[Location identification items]
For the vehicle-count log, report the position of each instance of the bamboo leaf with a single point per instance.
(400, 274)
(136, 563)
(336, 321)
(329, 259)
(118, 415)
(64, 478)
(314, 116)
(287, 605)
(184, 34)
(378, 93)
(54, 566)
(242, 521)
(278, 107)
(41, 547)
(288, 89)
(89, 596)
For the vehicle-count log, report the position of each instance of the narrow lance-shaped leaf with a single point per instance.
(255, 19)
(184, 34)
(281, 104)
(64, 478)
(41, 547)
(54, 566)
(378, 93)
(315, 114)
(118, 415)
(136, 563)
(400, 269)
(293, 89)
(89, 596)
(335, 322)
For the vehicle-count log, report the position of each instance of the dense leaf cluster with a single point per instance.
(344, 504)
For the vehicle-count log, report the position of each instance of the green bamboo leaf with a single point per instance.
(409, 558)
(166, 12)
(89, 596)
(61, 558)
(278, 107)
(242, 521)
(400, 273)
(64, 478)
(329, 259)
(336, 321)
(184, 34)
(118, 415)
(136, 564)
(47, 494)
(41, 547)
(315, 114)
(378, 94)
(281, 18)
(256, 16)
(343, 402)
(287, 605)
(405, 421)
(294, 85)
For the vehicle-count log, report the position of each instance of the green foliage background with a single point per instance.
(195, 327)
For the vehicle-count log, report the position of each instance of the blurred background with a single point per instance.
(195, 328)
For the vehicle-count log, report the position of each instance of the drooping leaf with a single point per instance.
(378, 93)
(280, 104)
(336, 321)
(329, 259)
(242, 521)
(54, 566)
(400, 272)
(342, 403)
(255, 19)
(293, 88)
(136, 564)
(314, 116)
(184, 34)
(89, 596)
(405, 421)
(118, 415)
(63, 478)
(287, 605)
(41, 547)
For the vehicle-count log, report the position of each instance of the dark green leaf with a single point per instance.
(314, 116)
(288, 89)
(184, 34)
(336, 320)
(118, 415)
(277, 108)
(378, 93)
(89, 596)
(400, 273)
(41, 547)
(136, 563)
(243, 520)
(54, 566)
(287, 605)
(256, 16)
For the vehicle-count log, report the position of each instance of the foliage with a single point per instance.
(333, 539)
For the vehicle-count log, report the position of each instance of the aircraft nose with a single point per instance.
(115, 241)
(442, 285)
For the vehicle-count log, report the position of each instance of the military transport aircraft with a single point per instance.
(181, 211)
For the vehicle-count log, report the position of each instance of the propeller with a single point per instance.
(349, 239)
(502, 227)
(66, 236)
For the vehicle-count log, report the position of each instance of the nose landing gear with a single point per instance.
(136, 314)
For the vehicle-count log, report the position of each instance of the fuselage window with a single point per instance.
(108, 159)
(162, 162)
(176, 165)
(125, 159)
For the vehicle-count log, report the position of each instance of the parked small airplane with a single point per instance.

What you have to do: Quote, without any change, each line from the one that contains "green leaf with a single point per instance." through the end of the material.

Full answer:
For the vehicle-count log, report the position of each instance of the dark green leaf with a single point per instance.
(314, 116)
(288, 89)
(184, 34)
(336, 320)
(118, 415)
(277, 108)
(378, 93)
(89, 596)
(400, 273)
(41, 547)
(136, 563)
(243, 520)
(54, 566)
(287, 605)
(256, 16)
For the vehicle-count log, report the position of each instance of the foliage with a single point per instance.
(333, 539)
For the vehicle-count log, report the position of each instance of the aircraft nose with a single point per instance.
(115, 241)
(442, 285)
For the vehicle-count log, report the position of each instance of the military transport aircraft with a single point per instance.
(181, 211)
For the vehicle-count log, report the position of each instance of the propeller with a single point per instance.
(349, 239)
(502, 227)
(66, 236)
For the vehicle-count log, report the position of each instance of the nose landing gear with a single point per instance.
(136, 314)
For the vehicle-count log, report the position of each instance of the fuselage window with a single point per instance.
(108, 159)
(162, 162)
(176, 165)
(125, 159)
For the vehicle-count log, report the position of each instance of the parked small airplane with a single point per instance.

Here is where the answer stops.